[Pointing dataset records]
● ● ● ● ●
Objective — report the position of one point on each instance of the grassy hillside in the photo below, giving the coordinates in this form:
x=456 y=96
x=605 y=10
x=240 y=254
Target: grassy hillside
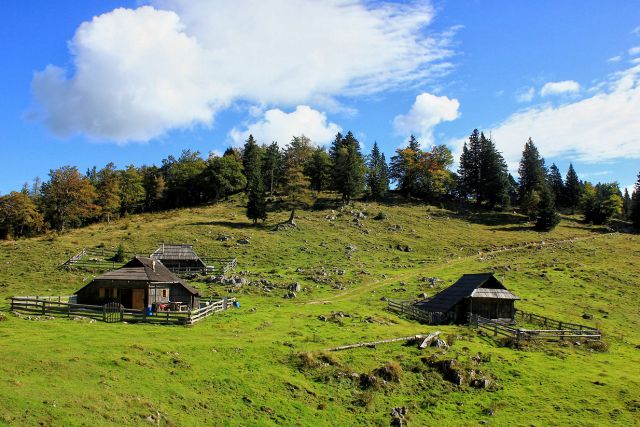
x=245 y=367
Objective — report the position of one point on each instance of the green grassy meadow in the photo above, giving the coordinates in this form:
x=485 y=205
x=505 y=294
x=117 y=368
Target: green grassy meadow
x=243 y=367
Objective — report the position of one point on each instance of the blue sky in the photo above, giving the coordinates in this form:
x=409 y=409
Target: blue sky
x=144 y=80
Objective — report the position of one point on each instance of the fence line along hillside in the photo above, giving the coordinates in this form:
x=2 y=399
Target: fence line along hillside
x=103 y=259
x=565 y=330
x=65 y=306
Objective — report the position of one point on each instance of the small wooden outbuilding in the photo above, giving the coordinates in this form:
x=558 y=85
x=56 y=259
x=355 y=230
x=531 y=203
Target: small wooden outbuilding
x=140 y=283
x=179 y=258
x=480 y=294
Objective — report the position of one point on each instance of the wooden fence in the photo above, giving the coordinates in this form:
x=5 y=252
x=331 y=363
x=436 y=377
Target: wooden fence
x=570 y=331
x=61 y=306
x=408 y=309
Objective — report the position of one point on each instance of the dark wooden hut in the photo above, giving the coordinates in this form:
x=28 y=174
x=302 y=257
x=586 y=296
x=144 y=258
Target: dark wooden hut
x=480 y=294
x=140 y=283
x=179 y=258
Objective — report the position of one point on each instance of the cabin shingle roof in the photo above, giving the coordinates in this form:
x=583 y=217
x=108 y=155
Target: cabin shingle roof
x=480 y=285
x=142 y=269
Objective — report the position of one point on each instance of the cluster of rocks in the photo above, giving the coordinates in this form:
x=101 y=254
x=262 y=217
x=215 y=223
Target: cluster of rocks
x=221 y=279
x=335 y=317
x=454 y=371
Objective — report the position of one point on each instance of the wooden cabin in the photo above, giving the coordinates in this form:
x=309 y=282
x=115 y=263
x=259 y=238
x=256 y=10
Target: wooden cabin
x=480 y=294
x=179 y=258
x=140 y=283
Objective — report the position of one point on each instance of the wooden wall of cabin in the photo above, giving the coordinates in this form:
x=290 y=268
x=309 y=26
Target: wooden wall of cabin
x=178 y=293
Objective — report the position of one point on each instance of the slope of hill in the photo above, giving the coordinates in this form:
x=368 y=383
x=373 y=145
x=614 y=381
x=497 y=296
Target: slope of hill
x=261 y=364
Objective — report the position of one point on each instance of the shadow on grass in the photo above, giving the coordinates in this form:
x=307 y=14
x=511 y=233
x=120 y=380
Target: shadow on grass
x=236 y=225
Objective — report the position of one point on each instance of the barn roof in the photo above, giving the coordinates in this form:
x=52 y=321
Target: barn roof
x=142 y=269
x=175 y=253
x=480 y=285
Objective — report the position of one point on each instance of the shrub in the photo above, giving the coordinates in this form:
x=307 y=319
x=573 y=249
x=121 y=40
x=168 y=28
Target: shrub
x=390 y=371
x=380 y=216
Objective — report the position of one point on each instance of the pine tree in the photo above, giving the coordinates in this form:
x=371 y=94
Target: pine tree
x=405 y=168
x=626 y=205
x=469 y=171
x=272 y=167
x=377 y=174
x=318 y=169
x=252 y=162
x=132 y=193
x=572 y=189
x=546 y=216
x=349 y=168
x=635 y=205
x=532 y=178
x=494 y=176
x=556 y=184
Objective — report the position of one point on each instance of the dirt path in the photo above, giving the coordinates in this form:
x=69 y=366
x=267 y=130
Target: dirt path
x=378 y=283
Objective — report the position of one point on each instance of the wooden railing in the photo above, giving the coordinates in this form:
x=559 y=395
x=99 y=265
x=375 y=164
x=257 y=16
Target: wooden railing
x=408 y=309
x=60 y=306
x=570 y=331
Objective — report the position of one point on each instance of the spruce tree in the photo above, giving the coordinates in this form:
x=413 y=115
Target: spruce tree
x=572 y=189
x=318 y=169
x=532 y=178
x=494 y=176
x=626 y=205
x=377 y=174
x=556 y=184
x=272 y=167
x=546 y=216
x=635 y=205
x=252 y=162
x=349 y=168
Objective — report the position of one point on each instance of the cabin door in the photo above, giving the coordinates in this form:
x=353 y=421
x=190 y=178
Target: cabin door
x=137 y=299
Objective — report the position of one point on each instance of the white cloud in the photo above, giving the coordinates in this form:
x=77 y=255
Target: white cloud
x=599 y=128
x=559 y=88
x=138 y=73
x=525 y=95
x=276 y=125
x=427 y=111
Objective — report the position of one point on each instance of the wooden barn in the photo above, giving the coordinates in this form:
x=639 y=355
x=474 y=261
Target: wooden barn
x=480 y=294
x=179 y=258
x=140 y=283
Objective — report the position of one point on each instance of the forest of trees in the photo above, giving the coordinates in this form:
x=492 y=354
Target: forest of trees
x=292 y=178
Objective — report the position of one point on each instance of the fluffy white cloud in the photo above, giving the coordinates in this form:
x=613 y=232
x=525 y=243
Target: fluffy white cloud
x=427 y=111
x=558 y=88
x=276 y=125
x=140 y=72
x=525 y=95
x=602 y=127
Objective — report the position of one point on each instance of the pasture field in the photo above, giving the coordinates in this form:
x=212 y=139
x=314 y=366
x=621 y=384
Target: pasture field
x=263 y=363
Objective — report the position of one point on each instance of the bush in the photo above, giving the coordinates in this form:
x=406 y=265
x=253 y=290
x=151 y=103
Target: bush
x=391 y=371
x=380 y=216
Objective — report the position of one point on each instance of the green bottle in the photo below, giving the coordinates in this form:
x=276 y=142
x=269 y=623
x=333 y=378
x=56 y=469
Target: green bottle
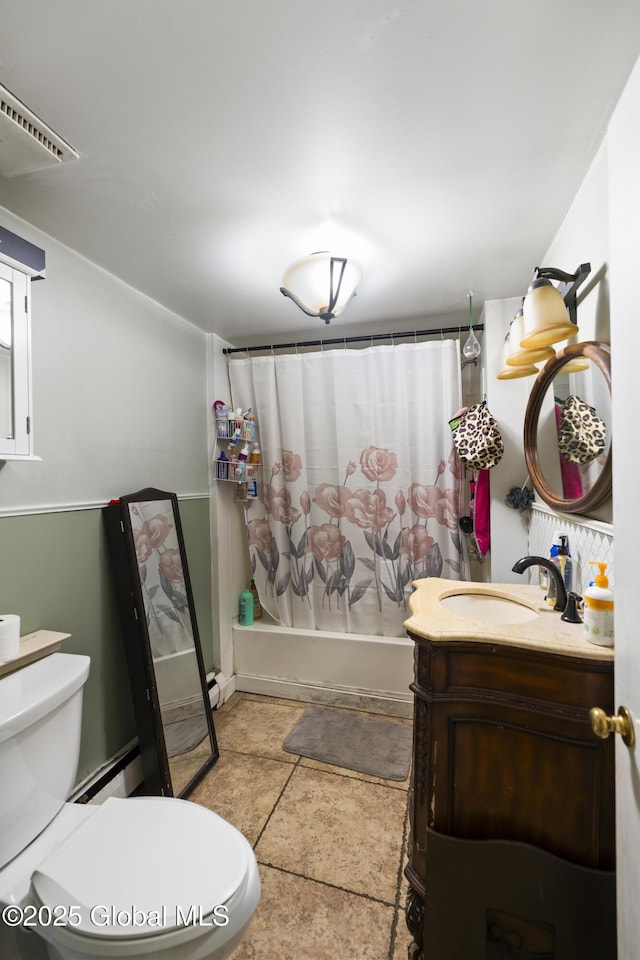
x=245 y=617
● ● ● ● ●
### Stated goal
Copy the data again, starting at the line that contains "the cabin door" and stopping after the line that contains "x=137 y=299", with both of those lines included. Keep the requests and their format samples as they are, but shift every coordinate in the answers by -122.

### Reply
Objective — report the position of one point on each instance of the cabin door in the photo above, giving the coordinates in this form:
x=353 y=421
x=190 y=178
Target: cabin door
x=15 y=177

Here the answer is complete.